_Problem requirements_
When you reach the line in the data below that contains "Tag any visible blue sky in the frame.", please start repeating lines exactly, and stop after the line that contains "Tag any visible white porch column of", repeating nothing else.

(Collected data)
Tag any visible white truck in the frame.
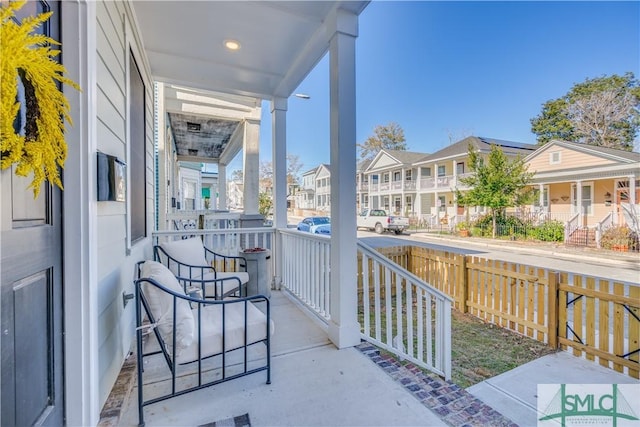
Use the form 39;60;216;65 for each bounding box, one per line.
357;209;409;235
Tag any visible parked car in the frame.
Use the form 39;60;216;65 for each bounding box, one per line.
297;216;331;235
357;209;409;234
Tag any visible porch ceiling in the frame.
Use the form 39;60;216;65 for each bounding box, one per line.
131;1;369;99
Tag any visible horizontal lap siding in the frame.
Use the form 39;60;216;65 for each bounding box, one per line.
96;1;155;408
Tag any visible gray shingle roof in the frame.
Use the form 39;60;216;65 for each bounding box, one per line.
386;149;431;165
415;136;536;163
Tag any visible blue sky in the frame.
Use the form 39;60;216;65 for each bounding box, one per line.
227;1;639;176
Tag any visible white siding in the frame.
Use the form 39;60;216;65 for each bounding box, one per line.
96;2;155;408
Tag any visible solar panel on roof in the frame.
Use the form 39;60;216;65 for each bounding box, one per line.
478;137;536;150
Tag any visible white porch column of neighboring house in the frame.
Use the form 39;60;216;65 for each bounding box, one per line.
538;183;544;210
576;180;583;222
415;167;422;217
328;8;360;349
242;119;261;215
61;1;100;424
218;164;227;210
272;97;287;289
630;175;637;204
452;159;458;217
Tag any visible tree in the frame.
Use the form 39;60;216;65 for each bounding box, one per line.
358;122;407;161
230;169;243;181
259;154;304;190
258;192;272;217
531;73;640;150
456;144;534;238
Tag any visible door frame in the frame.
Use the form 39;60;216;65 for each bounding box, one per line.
60;2;100;425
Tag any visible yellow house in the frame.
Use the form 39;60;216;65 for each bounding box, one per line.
525;140;640;230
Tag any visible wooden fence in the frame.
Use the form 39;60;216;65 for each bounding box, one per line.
377;245;640;379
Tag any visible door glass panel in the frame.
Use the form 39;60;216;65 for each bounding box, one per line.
11;168;47;227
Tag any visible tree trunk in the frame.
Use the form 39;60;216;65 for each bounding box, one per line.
492;208;496;239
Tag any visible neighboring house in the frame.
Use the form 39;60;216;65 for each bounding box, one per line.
412;136;536;222
294;166;319;210
356;159;371;212
227;180;244;210
364;150;430;215
524;139;640;228
201;164;219;210
178;162;202;210
315;164;331;212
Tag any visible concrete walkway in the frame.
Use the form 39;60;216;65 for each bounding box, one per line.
467;351;640;426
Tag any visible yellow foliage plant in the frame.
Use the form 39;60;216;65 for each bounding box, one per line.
1;0;80;196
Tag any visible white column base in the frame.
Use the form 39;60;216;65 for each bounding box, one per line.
328;320;361;349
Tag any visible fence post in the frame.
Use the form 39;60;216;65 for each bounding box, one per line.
459;255;469;313
547;271;559;349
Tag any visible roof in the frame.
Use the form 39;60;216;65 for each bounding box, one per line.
541;139;640;163
416;136;536;164
386;150;431;164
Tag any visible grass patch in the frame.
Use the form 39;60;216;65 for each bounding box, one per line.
451;309;556;388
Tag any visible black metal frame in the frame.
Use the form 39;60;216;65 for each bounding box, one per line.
134;267;271;427
154;245;247;299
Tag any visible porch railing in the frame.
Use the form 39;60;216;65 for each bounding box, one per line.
277;230;452;379
279;229;331;321
152;227;276;272
564;213;581;244
357;241;452;379
595;212;615;249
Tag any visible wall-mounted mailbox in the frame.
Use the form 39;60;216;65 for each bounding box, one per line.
97;152;126;202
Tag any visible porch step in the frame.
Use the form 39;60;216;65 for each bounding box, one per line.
566;227;596;248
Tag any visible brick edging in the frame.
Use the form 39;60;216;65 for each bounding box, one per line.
356;343;518;427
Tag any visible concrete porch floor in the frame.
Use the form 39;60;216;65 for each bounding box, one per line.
118;291;447;426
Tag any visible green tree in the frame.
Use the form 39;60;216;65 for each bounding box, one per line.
531;72;640;150
358;122;407;161
258;192;273;217
456;144;534;238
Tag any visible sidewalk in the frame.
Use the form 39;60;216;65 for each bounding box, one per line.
467;351;639;426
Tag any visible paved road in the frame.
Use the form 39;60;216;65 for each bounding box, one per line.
356;230;640;285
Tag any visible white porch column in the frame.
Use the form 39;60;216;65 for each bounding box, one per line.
630;176;637;204
328;8;360;349
272;97;287;289
538;184;544;210
218;164;227;210
576;180;582;222
61;1;100;424
242;119;260;215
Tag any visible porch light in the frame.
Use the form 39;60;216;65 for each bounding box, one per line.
224;39;241;51
294;93;310;99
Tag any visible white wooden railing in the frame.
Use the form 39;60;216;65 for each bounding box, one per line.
279;229;331;321
564;212;581;244
357;241;452;379
166;211;241;231
152;227;276;272
595;212;615;249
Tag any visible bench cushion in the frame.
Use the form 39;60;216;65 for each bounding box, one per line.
178;302;274;364
159;237;209;277
140;261;195;356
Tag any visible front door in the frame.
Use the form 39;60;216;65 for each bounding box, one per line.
1;2;64;425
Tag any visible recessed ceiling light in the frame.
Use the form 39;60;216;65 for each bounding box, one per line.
224;39;241;51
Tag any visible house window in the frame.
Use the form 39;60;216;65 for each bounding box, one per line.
383;173;390;183
421;167;431;177
437;165;446;177
534;186;549;208
405;195;412;212
129;49;146;243
393;171;401;181
372;174;379;184
571;183;593;215
438;195;446;212
456;162;465;174
550;151;561;165
405;170;412;180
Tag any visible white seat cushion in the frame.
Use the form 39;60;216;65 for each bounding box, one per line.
140;261;195;356
178;301;275;364
159;238;209;277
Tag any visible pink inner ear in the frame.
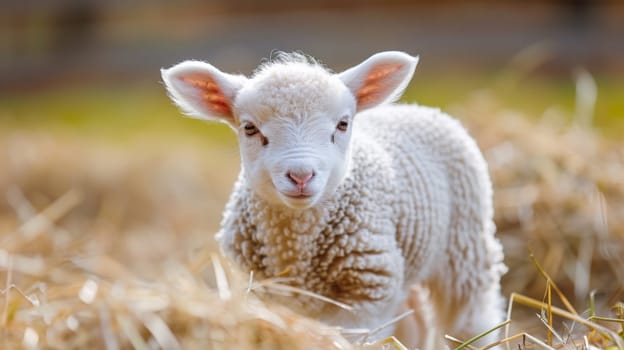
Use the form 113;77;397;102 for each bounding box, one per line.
356;63;403;109
179;75;232;116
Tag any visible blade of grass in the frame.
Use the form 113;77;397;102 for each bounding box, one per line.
589;290;597;318
444;334;478;350
2;259;12;328
259;283;353;311
135;310;181;350
529;250;577;315
116;313;149;350
451;319;511;350
17;188;83;240
210;254;231;301
99;304;119;350
613;302;624;335
547;280;553;345
504;292;514;350
536;311;564;345
589;316;624;324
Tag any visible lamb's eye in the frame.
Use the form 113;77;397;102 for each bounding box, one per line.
243;123;259;136
337;119;349;132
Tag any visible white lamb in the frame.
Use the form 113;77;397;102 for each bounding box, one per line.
161;51;507;348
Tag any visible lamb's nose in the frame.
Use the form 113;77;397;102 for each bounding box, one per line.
286;171;314;189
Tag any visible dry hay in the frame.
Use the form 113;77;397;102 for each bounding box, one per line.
1;92;624;348
458;90;624;302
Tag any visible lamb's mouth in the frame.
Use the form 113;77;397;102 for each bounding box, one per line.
280;192;317;209
279;191;318;208
272;181;318;207
282;192;313;199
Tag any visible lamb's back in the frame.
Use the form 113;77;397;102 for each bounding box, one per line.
353;104;491;282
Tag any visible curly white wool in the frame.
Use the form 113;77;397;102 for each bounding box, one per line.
162;52;506;348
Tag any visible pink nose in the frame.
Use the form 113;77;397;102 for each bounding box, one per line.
287;171;314;188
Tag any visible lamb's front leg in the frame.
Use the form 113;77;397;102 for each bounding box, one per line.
320;235;406;340
397;284;439;349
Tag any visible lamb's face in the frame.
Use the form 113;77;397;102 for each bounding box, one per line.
233;66;356;209
162;51;418;210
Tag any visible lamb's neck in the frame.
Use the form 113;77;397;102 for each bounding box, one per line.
248;193;332;280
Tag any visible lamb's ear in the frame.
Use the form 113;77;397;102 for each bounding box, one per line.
161;61;248;126
338;51;418;112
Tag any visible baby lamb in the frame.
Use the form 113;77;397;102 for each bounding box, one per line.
162;51;506;348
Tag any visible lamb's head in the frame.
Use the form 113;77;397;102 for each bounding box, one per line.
162;51;418;209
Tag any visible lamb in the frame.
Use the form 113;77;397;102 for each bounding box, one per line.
161;51;507;348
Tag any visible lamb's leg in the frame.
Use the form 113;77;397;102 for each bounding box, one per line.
429;221;507;347
396;285;446;350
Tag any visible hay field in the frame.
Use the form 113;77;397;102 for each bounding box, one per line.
1;72;623;349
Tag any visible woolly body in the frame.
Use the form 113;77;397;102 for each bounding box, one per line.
218;105;506;341
162;52;506;347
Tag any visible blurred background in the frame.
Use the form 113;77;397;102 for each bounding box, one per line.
1;0;623;141
2;0;624;82
1;0;624;347
2;0;624;130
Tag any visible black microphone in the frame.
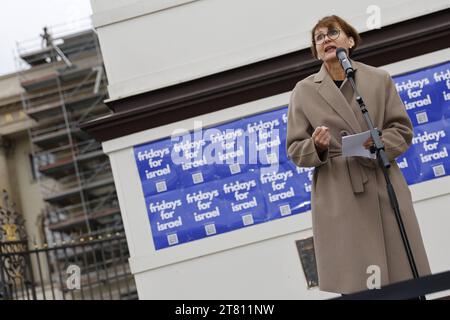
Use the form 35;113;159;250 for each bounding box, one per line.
336;47;354;78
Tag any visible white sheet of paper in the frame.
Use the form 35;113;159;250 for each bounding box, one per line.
342;130;376;159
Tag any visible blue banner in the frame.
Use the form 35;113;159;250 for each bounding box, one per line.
260;162;312;219
134;60;450;250
183;181;229;240
394;61;450;183
145;189;192;250
220;170;268;230
134;138;179;196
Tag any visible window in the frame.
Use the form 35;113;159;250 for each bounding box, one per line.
29;153;55;180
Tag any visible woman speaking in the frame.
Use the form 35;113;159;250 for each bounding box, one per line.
286;15;431;295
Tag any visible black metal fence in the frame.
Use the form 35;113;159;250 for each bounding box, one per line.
0;234;137;300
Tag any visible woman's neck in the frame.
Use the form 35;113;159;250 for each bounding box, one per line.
324;59;346;81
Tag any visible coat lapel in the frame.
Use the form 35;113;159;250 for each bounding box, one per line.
314;62;362;134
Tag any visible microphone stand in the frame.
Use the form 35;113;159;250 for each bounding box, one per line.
345;72;426;301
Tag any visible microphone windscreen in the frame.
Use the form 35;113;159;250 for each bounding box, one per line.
336;47;347;59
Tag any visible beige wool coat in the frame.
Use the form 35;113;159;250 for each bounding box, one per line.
286;60;431;294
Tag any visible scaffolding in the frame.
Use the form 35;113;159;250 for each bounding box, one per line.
16;21;123;244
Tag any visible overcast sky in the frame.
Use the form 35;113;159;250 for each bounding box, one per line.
0;0;93;76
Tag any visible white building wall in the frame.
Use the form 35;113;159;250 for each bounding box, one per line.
90;0;450;299
102;49;450;299
90;0;449;101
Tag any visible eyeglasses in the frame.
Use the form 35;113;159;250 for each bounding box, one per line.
314;28;341;44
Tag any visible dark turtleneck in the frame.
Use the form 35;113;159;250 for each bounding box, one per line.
334;80;344;88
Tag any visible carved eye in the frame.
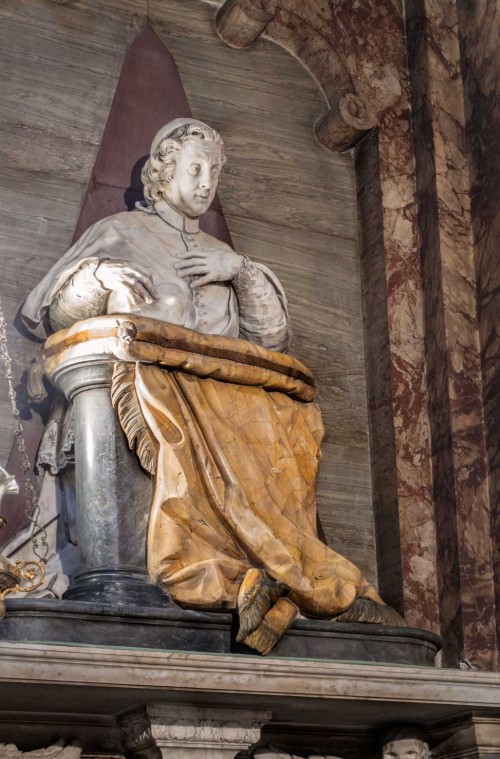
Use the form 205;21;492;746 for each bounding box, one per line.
190;164;201;175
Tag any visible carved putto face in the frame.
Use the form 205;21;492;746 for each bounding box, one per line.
382;738;427;759
163;138;223;218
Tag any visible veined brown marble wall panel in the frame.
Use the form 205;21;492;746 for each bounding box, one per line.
405;0;497;669
376;106;440;635
457;0;500;666
334;0;441;633
406;0;462;666
148;0;375;578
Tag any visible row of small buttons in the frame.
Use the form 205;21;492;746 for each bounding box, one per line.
182;232;207;328
185;234;199;249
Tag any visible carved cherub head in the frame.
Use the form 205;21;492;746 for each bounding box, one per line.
142;118;227;219
380;726;430;759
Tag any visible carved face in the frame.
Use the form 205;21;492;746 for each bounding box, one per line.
382;739;425;759
164;139;223;218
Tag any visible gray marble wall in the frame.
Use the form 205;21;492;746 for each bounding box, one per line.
0;0;375;580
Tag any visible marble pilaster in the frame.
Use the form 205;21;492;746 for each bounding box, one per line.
355;132;404;616
376;104;440;636
457;0;500;669
405;0;497;669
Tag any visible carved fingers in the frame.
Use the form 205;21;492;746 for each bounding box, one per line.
174;248;244;287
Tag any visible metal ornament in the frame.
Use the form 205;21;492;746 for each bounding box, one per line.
0;548;46;617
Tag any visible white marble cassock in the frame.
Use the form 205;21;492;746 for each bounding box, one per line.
21;199;291;351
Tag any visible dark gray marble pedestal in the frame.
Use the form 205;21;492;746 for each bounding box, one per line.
48;352;157;606
0;597;440;665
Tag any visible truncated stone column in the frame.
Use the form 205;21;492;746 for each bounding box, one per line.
48;350;163;606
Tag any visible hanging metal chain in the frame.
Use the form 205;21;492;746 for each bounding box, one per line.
0;294;48;563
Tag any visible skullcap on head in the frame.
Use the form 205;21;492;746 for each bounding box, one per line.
150;118;216;154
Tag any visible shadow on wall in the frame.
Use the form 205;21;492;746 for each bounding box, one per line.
125;156;148;210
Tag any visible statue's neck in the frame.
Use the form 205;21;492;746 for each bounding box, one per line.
153;199;200;234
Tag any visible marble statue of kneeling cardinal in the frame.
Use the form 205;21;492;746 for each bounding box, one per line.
22;118;404;654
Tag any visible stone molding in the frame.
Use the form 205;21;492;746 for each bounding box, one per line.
0;642;498;714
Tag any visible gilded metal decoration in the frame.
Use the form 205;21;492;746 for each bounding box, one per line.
0;293;48;613
0;470;46;617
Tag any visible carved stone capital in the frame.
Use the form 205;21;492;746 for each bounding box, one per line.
147;704;271;758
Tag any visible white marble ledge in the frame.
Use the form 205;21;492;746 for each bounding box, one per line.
0;642;498;708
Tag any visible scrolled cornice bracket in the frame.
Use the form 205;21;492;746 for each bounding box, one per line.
216;0;279;49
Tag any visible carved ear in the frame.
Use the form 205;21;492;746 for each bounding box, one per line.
111;361;159;475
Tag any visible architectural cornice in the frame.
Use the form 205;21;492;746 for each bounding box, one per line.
0;642;498;724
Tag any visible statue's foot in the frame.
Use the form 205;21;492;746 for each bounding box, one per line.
236;568;290;642
242;597;298;655
335;597;406;626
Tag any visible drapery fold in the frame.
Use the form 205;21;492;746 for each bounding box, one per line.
130;347;375;616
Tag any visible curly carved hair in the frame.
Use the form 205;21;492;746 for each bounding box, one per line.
379;726;430;759
141;122;226;205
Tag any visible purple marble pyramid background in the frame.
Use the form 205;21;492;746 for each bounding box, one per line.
73;24;233;246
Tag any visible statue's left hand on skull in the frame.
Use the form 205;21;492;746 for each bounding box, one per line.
174;247;244;288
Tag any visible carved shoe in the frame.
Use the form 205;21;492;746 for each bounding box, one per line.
236;568;290;642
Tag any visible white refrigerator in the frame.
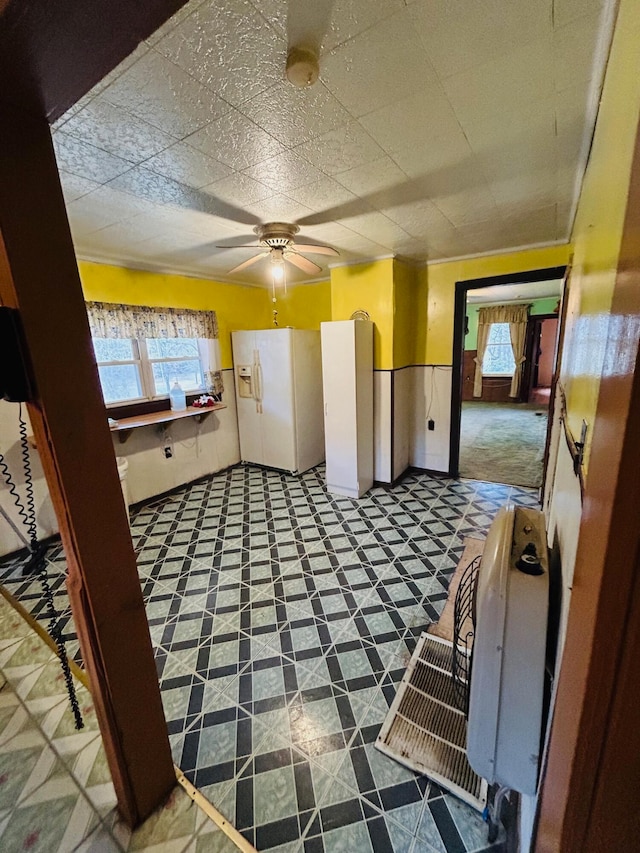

_Written answer_
Tag any visible blue sky in the frame.
Use the form 39;60;216;65 for each bounding box, one per line.
227;1;639;176
Tag any visible white siding in the frame.
Use the form 39;60;216;65 for each bounding box, one per line.
96;2;155;408
Tag any visible solar panel on roof in the frame.
Use the form 39;60;216;65 for each bounding box, one per line.
478;137;536;150
Tag any visible white porch column of neighboring house in the frame.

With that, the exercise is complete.